### PASSAGE SHOWN
================================
You'll be implementing the calls to the waveform forward through the model, plus the decoding of the output logits into a text string.

You can implement what you learned before. This time, you can directly translate the predicted IDs into text strings with tokenizer's function "batch_decode(...)".

⚠️ - The dataset contains more than 1000 batches, so transcribing everything would take too much time. We will only compute metrics over the first 10 batches, so don't worry, the process should stop automatically after 10 forward passes.



In [None]:
# Let's compute the WER of 10 batches of 2 samples from the LibriSpeech test set.
preds = []
refs = []
stop_at = 10
iteration = 0
for batch in tqdm(dm.test_dataloader()):
    waveforms, transcripts = batch
    refs += transcripts

    print(waveforms.shape)
    # TASK 2: obtain the transcript from the waveform.
    # TASK 2a: go from waveforms -> logits
    output_logits = None
    # TASK 2b: go from logits -> predicted token IDs, with torch.argmax
    predicted_ids = None
    # TASK 2c: go from predicted token IDs, to the final text string, with tokenizer's batch_decode(...) function.
================================
### ENTRIES PROVIDED
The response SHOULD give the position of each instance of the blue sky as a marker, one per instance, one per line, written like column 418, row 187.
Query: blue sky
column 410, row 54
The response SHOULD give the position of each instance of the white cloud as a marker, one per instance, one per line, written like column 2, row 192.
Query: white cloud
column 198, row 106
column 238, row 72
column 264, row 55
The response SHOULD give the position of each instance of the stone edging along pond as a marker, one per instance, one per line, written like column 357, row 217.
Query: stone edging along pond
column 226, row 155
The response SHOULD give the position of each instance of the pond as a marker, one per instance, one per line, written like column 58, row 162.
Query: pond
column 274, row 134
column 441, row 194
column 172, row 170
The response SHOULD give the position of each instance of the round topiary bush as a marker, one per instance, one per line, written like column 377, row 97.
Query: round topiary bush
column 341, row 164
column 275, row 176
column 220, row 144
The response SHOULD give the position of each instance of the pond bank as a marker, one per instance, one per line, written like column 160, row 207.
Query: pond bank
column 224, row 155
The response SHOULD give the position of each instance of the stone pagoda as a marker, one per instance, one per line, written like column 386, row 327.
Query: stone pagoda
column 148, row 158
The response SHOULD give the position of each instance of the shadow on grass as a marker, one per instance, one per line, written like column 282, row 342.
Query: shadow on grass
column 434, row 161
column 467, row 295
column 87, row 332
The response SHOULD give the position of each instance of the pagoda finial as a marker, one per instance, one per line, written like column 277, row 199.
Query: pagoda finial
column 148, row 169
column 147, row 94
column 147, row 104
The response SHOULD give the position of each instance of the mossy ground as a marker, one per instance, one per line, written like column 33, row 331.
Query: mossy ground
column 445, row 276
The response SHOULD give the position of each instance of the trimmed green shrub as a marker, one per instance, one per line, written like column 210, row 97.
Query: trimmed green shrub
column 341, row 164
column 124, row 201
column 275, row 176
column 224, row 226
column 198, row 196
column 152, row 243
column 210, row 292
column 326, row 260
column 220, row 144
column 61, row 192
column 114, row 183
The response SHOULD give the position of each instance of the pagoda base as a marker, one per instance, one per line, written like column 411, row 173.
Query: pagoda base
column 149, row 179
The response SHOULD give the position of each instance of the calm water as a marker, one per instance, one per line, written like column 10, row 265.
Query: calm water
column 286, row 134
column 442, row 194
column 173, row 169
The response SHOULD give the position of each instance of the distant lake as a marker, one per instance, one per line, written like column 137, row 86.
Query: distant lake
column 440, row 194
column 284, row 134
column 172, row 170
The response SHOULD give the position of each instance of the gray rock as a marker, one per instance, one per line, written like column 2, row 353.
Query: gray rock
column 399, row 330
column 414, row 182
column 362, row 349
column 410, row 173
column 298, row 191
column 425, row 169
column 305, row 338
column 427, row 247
================================
### WHAT YOU ARE ASKED TO DO
In the notebook excerpt, list every variable that receives a value before the for loop begins.

### RESULT OF THIS TASK
preds, refs, stop_at, iteration